→ Given records:
-- -- --

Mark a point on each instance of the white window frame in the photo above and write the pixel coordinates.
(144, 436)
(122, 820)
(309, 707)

-- -- --

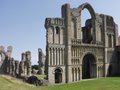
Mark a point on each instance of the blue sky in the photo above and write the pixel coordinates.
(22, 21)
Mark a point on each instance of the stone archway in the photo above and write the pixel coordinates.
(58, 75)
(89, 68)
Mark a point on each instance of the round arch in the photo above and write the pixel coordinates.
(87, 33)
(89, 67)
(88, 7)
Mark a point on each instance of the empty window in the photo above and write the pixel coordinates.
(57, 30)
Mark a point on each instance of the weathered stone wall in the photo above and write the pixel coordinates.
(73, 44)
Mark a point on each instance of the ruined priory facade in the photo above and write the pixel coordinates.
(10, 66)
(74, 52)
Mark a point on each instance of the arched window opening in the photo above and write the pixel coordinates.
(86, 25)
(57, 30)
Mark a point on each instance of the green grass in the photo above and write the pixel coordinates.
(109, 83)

-- -- --

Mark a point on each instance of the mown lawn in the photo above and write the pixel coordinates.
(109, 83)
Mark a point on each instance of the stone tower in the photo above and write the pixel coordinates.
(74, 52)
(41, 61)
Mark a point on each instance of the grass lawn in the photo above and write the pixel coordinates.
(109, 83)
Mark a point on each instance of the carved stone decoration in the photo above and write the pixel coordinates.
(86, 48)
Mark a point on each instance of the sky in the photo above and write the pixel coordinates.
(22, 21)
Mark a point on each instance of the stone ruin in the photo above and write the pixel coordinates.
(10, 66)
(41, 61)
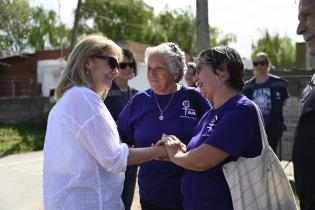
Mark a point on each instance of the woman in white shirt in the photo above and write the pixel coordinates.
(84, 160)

-- -- --

→ Problem details:
Gather every line of the data above that contains the word "window" and list those lines.

→ Correct response:
Mark a point on each instance of the white window frame in the photo above and write the pixel coordinates.
Mark a point on each instance of the empty window in the photo above and write the pixel coordinates.
Mark a point on each instance of the arched window opening in the photo above and write the pixel coordinates.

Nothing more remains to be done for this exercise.